**Problem details**
Return every line from the records below with the string "wrought".

**Given records**
◇ ◇ ◇ ◇ ◇ ◇ ◇
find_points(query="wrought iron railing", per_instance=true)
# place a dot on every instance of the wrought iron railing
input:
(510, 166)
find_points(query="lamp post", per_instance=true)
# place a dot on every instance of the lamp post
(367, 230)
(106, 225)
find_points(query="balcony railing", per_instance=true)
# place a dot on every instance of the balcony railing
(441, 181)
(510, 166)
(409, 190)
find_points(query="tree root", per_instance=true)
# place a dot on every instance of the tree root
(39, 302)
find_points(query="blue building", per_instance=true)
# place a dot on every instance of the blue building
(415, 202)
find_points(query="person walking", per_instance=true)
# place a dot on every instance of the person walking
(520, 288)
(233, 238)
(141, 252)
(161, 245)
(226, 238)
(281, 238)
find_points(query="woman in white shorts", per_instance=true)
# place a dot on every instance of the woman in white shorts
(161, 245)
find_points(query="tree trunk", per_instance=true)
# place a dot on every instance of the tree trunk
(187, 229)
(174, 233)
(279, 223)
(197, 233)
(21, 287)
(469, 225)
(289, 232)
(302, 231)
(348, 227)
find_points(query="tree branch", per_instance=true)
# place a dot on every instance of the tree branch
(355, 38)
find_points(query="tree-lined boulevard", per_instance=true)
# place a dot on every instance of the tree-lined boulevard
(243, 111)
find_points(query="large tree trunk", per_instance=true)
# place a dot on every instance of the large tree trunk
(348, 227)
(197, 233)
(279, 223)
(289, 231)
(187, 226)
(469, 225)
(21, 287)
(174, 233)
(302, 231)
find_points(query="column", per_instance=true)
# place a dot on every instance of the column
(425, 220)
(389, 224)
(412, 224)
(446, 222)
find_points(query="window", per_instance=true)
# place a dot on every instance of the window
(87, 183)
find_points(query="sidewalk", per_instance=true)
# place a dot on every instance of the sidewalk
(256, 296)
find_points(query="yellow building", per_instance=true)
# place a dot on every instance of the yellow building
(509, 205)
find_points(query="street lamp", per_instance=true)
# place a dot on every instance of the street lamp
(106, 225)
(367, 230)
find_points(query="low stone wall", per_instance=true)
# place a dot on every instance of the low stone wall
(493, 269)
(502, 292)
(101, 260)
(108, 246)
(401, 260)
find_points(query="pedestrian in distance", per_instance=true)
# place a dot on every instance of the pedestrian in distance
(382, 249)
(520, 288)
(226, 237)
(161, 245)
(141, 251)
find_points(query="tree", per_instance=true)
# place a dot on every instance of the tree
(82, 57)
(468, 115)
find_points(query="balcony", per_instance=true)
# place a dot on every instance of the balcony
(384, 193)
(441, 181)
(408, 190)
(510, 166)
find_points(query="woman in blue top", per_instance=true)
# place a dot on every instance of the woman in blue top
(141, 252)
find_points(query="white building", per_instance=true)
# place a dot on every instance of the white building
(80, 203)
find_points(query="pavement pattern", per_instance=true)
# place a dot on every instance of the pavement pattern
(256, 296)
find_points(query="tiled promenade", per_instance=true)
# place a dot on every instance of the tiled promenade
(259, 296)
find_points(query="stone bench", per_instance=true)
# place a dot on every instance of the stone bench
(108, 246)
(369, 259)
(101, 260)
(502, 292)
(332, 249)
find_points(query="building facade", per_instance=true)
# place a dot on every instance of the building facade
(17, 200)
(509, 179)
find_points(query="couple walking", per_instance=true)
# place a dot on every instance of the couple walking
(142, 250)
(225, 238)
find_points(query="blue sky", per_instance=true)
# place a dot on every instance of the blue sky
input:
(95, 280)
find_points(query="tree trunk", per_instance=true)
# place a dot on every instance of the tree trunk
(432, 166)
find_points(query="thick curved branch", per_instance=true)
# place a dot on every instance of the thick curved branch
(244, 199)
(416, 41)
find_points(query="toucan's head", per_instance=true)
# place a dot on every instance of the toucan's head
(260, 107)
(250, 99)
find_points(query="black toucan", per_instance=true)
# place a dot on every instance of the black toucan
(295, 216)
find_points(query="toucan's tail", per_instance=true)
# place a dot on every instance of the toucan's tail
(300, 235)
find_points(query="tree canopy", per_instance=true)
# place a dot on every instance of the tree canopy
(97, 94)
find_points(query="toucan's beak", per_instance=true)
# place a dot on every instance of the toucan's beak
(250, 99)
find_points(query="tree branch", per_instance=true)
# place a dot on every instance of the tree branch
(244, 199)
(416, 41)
◇ ◇ ◇ ◇ ◇ ◇ ◇
**Answer for the task**
find_points(query="wrought iron railing", per_instance=true)
# place a dot on every instance of the wrought iron railing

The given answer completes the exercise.